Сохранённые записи
━━━━

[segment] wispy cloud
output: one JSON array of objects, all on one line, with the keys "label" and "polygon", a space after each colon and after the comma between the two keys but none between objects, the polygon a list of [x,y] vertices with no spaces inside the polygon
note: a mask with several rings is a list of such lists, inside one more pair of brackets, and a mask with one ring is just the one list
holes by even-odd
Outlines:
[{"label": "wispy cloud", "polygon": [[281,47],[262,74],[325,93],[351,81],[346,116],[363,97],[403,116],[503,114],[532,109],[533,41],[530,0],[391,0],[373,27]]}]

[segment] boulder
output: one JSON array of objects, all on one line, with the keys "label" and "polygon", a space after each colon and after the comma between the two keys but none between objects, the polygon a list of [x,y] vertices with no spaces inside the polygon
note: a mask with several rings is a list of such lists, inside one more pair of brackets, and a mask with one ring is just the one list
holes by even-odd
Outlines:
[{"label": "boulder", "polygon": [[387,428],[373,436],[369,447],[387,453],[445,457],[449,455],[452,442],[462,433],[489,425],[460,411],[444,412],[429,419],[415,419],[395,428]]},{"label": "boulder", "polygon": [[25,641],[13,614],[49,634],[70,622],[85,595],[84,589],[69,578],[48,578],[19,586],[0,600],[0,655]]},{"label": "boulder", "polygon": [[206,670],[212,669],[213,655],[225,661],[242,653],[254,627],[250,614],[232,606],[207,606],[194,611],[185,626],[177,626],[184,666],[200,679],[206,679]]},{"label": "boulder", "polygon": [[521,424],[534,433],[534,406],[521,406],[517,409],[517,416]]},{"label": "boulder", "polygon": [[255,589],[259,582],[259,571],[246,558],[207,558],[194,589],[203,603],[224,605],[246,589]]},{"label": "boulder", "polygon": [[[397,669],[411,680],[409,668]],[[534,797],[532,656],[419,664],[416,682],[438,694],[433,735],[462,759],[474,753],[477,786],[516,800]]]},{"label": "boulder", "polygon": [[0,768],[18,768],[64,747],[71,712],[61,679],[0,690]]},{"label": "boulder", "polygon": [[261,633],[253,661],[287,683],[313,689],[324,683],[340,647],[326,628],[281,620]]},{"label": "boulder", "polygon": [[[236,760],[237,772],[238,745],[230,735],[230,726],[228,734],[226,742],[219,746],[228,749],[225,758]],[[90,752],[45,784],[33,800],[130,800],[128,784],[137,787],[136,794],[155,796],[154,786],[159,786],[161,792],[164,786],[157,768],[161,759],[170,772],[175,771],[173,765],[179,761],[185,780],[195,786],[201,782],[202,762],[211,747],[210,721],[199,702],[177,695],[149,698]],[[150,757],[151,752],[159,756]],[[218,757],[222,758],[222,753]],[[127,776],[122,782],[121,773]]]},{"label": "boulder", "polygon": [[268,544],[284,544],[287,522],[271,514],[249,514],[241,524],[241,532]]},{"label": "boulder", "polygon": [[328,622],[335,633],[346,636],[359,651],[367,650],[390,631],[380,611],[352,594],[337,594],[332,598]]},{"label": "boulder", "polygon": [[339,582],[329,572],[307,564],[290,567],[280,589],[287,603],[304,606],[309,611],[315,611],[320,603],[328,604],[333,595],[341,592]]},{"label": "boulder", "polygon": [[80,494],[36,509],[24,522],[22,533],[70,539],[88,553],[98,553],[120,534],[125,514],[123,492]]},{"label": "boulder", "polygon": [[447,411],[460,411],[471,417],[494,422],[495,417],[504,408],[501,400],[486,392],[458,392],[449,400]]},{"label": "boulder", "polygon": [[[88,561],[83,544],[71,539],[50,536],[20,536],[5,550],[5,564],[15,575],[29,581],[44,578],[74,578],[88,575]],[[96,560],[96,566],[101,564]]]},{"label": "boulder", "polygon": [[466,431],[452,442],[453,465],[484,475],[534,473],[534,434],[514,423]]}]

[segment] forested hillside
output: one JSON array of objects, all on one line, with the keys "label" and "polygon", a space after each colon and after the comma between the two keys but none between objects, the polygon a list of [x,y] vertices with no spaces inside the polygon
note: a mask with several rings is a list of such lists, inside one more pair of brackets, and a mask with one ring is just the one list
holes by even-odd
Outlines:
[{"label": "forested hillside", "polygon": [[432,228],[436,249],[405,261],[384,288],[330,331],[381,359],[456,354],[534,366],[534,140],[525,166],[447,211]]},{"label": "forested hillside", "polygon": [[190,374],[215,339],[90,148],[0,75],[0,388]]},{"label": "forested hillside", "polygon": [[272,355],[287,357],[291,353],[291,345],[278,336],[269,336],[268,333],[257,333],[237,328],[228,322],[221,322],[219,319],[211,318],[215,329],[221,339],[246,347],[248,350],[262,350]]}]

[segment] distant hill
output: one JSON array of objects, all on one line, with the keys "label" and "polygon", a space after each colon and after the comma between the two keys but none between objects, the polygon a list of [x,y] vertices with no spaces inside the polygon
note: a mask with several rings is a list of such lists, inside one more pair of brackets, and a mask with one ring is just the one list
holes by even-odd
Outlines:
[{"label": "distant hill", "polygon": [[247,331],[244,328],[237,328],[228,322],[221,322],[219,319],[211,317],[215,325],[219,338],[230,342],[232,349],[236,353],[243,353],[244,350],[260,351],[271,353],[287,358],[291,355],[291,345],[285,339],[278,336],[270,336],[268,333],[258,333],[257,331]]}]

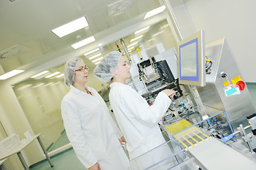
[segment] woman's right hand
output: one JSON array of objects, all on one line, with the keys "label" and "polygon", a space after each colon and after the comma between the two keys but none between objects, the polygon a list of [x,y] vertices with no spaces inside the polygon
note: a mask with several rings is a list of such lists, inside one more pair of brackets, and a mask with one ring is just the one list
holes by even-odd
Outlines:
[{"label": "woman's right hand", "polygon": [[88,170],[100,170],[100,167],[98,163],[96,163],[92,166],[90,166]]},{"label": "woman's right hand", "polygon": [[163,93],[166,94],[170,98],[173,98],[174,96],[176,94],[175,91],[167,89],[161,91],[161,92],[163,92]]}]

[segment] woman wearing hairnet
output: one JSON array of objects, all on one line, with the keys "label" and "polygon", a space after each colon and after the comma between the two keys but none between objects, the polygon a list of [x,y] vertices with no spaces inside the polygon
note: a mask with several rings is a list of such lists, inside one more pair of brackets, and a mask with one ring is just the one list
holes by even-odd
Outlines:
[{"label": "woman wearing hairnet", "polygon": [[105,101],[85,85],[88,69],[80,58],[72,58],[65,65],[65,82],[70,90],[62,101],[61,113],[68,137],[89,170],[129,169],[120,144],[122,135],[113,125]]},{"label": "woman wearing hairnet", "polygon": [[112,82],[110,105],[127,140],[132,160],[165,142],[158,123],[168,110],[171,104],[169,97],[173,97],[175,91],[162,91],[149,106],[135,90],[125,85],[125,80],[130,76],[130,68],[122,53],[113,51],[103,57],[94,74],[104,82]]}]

━━━━

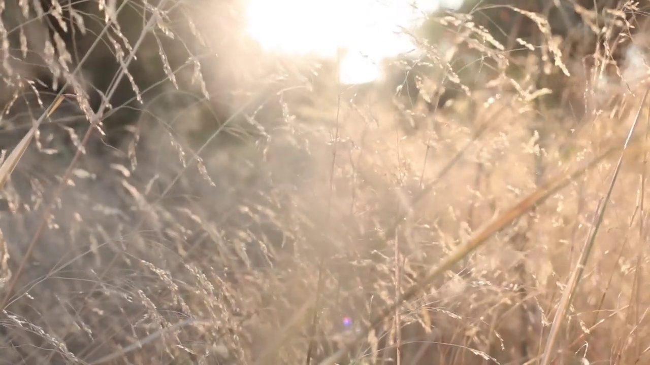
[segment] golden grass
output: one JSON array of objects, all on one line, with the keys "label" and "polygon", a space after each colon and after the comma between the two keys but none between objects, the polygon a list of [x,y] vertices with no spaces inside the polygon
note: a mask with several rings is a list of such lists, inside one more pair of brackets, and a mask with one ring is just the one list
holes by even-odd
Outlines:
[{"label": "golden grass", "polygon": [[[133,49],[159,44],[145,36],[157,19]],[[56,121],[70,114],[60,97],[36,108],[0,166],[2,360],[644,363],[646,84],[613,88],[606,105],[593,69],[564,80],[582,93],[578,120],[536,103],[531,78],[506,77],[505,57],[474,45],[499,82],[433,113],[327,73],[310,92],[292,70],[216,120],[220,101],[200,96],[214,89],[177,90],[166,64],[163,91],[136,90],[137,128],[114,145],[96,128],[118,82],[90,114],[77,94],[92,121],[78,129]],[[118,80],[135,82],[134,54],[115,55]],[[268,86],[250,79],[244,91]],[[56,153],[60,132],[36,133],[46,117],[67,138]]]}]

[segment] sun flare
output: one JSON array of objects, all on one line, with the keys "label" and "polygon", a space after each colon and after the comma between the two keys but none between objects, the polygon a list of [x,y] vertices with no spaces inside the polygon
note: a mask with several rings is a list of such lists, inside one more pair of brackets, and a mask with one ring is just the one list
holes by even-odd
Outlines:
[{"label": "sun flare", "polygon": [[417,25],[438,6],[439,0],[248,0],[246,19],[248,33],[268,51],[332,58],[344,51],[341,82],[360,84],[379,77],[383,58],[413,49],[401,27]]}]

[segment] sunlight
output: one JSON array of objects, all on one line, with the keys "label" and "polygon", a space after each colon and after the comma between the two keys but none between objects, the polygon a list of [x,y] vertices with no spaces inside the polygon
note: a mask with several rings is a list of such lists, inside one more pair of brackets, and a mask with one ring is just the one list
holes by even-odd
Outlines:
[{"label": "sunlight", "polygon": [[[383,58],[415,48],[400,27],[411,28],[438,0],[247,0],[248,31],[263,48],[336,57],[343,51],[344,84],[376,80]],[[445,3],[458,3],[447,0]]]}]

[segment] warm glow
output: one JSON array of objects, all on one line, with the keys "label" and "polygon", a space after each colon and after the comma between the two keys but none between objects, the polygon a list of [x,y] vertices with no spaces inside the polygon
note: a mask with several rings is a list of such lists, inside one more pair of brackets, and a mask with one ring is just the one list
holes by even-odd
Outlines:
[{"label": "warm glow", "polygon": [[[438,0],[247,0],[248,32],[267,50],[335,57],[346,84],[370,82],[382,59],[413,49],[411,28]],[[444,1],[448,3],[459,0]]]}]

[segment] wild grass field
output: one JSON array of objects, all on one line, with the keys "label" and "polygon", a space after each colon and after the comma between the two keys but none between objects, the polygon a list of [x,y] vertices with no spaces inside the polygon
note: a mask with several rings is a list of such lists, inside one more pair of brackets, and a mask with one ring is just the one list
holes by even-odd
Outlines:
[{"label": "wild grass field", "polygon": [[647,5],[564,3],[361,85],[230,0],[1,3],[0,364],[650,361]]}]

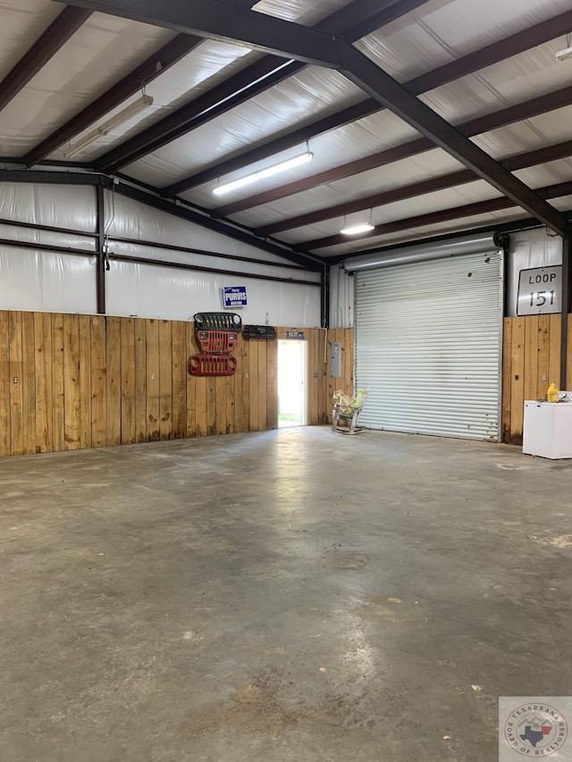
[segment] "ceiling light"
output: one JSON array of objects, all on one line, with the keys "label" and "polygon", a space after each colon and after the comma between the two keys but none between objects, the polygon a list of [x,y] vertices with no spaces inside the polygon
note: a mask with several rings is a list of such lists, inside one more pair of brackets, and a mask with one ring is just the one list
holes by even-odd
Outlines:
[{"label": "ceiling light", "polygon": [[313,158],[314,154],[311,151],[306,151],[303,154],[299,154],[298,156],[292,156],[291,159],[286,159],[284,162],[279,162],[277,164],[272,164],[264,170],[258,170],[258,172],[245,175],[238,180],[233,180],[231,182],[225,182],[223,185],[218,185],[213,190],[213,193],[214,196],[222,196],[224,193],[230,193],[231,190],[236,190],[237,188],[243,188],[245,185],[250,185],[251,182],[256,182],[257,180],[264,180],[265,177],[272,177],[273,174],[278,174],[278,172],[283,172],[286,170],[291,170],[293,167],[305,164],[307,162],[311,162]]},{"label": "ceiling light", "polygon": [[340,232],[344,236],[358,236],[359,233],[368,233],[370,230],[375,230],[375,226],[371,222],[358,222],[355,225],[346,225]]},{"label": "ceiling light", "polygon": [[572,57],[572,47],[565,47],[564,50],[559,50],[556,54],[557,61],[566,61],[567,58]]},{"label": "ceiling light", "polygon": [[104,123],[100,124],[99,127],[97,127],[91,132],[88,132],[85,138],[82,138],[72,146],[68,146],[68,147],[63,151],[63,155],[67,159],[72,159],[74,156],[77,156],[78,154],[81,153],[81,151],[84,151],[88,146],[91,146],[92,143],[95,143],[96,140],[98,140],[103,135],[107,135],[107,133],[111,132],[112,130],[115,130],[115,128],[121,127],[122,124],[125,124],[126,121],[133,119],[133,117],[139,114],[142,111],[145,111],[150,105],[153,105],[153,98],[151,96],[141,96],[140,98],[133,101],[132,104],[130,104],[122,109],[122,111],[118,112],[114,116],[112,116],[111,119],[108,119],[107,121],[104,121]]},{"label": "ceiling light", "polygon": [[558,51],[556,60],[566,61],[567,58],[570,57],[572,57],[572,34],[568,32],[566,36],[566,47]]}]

━━━━

Указание: Пожалуйста, соберите из записей все строки, где встречается слово «grass», и перепишите каждую целиком.

Выполненное задание:
[segment] golden grass
[{"label": "golden grass", "polygon": [[[133,49],[159,44],[145,36],[157,19]],[[56,121],[70,114],[60,97],[36,108],[0,166],[2,360],[644,363],[646,84],[613,88],[606,105],[593,69],[564,80],[582,93],[578,120],[536,103],[531,78],[506,77],[505,57],[474,45],[499,82],[433,113],[327,73],[310,92],[292,70],[216,120],[220,101],[200,96],[214,89],[177,90],[166,64],[163,91],[136,90],[137,128],[114,145],[96,128],[118,82],[90,114],[77,94],[92,121],[78,129]],[[118,80],[135,82],[134,54],[115,55]],[[268,86],[250,79],[244,91]],[[56,153],[60,132],[36,133],[46,117],[67,138]]]}]
[segment] wild grass field
[{"label": "wild grass field", "polygon": [[647,5],[564,3],[361,85],[230,0],[1,3],[0,364],[650,361]]}]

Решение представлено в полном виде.